DIRECTIONS -> Give only the number of lines in the items below that contain the string "JSON". Case counts.

··· TASK DATA

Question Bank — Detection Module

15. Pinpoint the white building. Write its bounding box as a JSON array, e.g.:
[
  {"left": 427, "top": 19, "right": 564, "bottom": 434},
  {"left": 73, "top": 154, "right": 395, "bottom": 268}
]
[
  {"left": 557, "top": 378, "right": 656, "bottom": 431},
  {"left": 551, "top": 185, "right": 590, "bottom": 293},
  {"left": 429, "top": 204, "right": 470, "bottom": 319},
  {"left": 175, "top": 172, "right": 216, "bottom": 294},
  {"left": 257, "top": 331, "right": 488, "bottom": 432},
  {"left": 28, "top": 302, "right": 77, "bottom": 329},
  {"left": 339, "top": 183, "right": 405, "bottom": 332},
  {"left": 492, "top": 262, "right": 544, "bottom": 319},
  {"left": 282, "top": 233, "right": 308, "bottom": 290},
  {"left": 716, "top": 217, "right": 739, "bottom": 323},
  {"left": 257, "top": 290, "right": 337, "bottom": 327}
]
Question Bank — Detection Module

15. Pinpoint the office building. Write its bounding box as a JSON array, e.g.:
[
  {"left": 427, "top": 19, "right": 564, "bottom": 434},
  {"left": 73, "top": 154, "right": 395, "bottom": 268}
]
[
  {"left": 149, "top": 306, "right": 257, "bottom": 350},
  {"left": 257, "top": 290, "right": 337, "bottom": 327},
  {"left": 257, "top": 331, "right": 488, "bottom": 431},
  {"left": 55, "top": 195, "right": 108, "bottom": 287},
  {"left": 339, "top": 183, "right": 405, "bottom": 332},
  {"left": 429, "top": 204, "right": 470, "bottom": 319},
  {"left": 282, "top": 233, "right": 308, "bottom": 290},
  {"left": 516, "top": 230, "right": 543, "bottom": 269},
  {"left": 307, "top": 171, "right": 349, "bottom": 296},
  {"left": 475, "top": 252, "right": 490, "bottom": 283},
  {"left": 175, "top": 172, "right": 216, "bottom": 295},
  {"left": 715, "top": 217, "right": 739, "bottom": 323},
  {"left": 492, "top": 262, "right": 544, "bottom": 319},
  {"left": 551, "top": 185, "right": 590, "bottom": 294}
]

······

ANSWER BELOW -> 2